**TASK REQUIREMENTS**
Output all of the entries below precisely as written.

**DATASET RECORDS**
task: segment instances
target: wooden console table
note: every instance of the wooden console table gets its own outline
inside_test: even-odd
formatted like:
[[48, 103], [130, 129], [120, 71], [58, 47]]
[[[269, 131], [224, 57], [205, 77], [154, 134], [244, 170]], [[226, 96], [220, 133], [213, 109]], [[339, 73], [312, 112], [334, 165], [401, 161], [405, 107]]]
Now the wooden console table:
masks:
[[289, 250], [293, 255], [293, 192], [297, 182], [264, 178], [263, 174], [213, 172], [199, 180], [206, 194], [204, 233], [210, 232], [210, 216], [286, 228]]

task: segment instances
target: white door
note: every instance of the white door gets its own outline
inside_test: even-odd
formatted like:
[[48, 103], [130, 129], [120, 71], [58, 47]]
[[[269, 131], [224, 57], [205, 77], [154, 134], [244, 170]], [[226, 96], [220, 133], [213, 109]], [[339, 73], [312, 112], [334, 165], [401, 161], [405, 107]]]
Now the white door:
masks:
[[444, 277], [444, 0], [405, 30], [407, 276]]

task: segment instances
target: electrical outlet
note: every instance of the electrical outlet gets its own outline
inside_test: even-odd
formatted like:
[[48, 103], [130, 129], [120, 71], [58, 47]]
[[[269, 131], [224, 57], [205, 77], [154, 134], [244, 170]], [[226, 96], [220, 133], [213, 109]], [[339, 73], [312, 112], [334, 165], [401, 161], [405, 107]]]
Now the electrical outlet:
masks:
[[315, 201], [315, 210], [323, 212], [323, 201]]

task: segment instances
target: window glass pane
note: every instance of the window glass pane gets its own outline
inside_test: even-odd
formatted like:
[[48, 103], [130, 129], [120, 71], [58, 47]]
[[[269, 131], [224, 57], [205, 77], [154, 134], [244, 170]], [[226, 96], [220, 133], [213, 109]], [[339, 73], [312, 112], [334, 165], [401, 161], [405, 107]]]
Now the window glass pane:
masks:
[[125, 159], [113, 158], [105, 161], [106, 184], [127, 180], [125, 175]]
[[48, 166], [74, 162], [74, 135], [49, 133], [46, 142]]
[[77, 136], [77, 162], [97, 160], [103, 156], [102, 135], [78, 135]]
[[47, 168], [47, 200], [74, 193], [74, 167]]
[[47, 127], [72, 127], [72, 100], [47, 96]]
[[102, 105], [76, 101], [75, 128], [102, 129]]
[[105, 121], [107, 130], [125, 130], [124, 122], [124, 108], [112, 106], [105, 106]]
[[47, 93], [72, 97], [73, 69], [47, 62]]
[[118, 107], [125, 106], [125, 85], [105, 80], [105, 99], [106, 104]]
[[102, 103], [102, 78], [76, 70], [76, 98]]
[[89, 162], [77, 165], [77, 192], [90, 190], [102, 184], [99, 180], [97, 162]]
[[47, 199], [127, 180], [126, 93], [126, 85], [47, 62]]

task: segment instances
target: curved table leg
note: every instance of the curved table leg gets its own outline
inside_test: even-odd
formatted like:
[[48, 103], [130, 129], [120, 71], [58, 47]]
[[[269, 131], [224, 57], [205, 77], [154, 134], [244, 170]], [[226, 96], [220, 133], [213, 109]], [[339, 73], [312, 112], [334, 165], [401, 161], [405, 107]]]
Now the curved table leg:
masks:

**WRITTEN RESPONSE**
task: segment instances
target: wooden console table
note: every instance of the wooden console table gets its own outline
inside_test: even-odd
formatted like:
[[48, 103], [130, 129], [120, 71], [58, 47]]
[[[269, 131], [224, 57], [205, 77], [154, 134], [244, 170]], [[226, 96], [220, 133], [213, 109]], [[339, 73], [312, 112], [334, 165], [401, 161], [405, 107]]]
Now the wooden console table:
masks:
[[289, 250], [293, 255], [293, 192], [297, 182], [264, 178], [263, 174], [213, 172], [199, 180], [206, 194], [204, 233], [210, 232], [210, 216], [286, 228]]

task: segment instances
target: white door
note: every instance of the white door gets its own outline
inside_test: even-odd
formatted like:
[[48, 103], [130, 129], [120, 71], [58, 47]]
[[[269, 131], [224, 57], [205, 77], [154, 134], [244, 170]], [[226, 96], [220, 133], [213, 109]], [[339, 73], [312, 112], [334, 165], [401, 161], [405, 107]]]
Now the white door:
masks:
[[444, 277], [444, 0], [405, 30], [407, 276]]

task: segment instances
target: electrical outlet
note: every instance of the electrical outlet gets its own outline
inside_test: even-odd
formatted like:
[[48, 103], [130, 129], [120, 71], [58, 47]]
[[[269, 131], [224, 57], [205, 77], [154, 134], [244, 170]], [[226, 96], [220, 133], [213, 109]], [[339, 73], [312, 112], [334, 165], [401, 161], [405, 107]]]
Now the electrical outlet:
masks:
[[315, 201], [315, 210], [323, 212], [323, 201]]

task: segment instances
target: window glass pane
note: every instance of the window glass pane gets its own outline
inside_test: even-odd
formatted like:
[[48, 103], [130, 129], [120, 71], [58, 47]]
[[[269, 131], [224, 57], [205, 77], [154, 134], [244, 170]], [[226, 96], [220, 133], [213, 109]], [[339, 73], [312, 112], [334, 165], [401, 161], [405, 107]]]
Now the window glass pane:
masks:
[[125, 159], [113, 158], [105, 161], [106, 184], [127, 180], [125, 175]]
[[48, 166], [74, 162], [74, 135], [49, 133], [46, 142]]
[[77, 136], [77, 162], [97, 160], [103, 156], [102, 135], [78, 135]]
[[47, 168], [47, 200], [74, 193], [74, 167]]
[[47, 127], [72, 127], [72, 100], [47, 96]]
[[102, 105], [76, 101], [75, 128], [102, 129]]
[[105, 121], [107, 130], [125, 130], [124, 122], [124, 108], [112, 106], [105, 106]]
[[47, 93], [72, 97], [73, 69], [47, 62]]
[[118, 107], [125, 106], [125, 85], [105, 80], [105, 99], [106, 104]]
[[102, 103], [102, 78], [76, 70], [76, 98]]
[[89, 162], [77, 165], [77, 192], [90, 190], [102, 184], [99, 180], [97, 162]]
[[47, 199], [127, 180], [126, 93], [126, 85], [47, 62]]

task: segment instances
target: curved table leg
note: every instance of the curved table leg gets its own outline
inside_test: even-odd
formatted like:
[[48, 103], [130, 129], [120, 71], [58, 47]]
[[[269, 131], [224, 57], [205, 77], [154, 134], [244, 170]], [[226, 96], [220, 133], [213, 109]], [[339, 73], [312, 112], [334, 165], [401, 161], [405, 107]]]
Now the curved table leg:
masks:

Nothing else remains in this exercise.